---------- Excerpted records ----------

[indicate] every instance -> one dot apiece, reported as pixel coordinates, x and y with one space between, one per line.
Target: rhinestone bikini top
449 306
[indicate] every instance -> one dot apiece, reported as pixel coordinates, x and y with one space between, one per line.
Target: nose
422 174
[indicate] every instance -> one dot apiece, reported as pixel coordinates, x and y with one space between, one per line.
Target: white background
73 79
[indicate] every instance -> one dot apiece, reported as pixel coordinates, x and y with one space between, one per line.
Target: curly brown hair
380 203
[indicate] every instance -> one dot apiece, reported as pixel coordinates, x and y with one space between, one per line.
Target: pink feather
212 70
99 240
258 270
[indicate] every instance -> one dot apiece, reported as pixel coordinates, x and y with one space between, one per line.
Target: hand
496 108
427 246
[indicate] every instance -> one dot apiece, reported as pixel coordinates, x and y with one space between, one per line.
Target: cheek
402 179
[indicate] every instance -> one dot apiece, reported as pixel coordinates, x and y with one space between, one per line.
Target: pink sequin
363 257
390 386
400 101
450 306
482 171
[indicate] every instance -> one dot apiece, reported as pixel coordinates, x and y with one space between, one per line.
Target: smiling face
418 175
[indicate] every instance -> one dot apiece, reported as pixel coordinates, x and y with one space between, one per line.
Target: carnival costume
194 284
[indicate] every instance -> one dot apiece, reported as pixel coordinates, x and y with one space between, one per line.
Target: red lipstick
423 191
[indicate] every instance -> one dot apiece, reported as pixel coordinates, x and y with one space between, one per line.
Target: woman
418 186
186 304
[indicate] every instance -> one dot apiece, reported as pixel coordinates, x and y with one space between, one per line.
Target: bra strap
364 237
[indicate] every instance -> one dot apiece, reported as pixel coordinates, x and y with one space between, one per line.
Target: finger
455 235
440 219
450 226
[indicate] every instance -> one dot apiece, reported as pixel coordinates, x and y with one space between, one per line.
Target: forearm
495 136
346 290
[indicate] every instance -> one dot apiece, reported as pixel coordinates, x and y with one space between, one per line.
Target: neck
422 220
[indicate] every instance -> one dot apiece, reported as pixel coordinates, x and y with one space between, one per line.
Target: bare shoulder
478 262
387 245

----------

■ **Exercise objective**
From the first line to the last, retype the records exactly as they stand above.

■ **Finished exercise**
[indicate] every instance -> one dot apiece, reported as pixel coordinates, x and y with one space between, one per line.
Target: rhinestone bikini top
449 306
[indicate] every instance -> one dot apiece, reported as pixel coordinates, x and y with one space between, one per line.
Target: nose
422 174
[indicate] every instance -> one dot apiece, reported as pixel coordinates, x and y with one space between, one per line.
Target: white background
73 79
[indicate] every instance -> one dot apiece, reported as pixel coordinates, x and y with one space between, one per line.
Target: curly brown hair
380 203
[indicate] every instance -> one dot apiece, reported as pixel coordinates, x and y with one space between, one per line.
Target: pink feather
212 70
99 240
258 270
[indicate] every instance -> one dot apiece, reported as pixel coordinates, x and y with one space between, one per line.
Target: hand
496 108
427 246
[indicate] every instance -> one dot apiece, reported as pixel coordinates, x and y with one space between, one per line.
Target: cheek
402 179
[indicate] every instance -> one dot apiece, reported as pixel coordinates, x and y with one space between, one per line.
Target: pink sequin
363 257
390 386
400 101
450 306
482 171
[indicate] every instance -> one dot apiece, reported as pixel coordinates, x and y with one space between, one per line.
Target: smiling face
418 175
[indicate] every instance -> one dot apiece, reported as pixel coordinates, x and y with one space between, one per line.
Target: carnival costume
194 284
[indicate] every instance -> one dot apiece, reported as pixel coordinates, x and y with one space between, one per line.
Target: red lipstick
423 191
[indicate] every instance -> one dot apiece, reported as pixel coordinates, x and y with one space between, one per line.
Target: woman
418 186
186 304
[indicate] every instance -> one dot apiece, reported as pixel coordinates, x and y with one space between, one per line.
Target: bra strap
364 237
[indicate] every instance -> one dot apiece, reported as pixel coordinates, x and y with one space between, one per line.
Target: finger
455 235
440 219
450 226
[indicate] every instance -> one dot apiece, reported as pixel coordinates, x and y with one space between, one per line.
Target: forearm
495 136
346 290
[indicate] every instance -> one dot apiece, reported as pixel coordinates, x and y with one space between, one per line.
Target: neck
422 220
[indicate] every instance -> one dot apiece, reported as pixel coordinates, x and y with one space between, one per line.
Target: bare shoulder
478 262
387 245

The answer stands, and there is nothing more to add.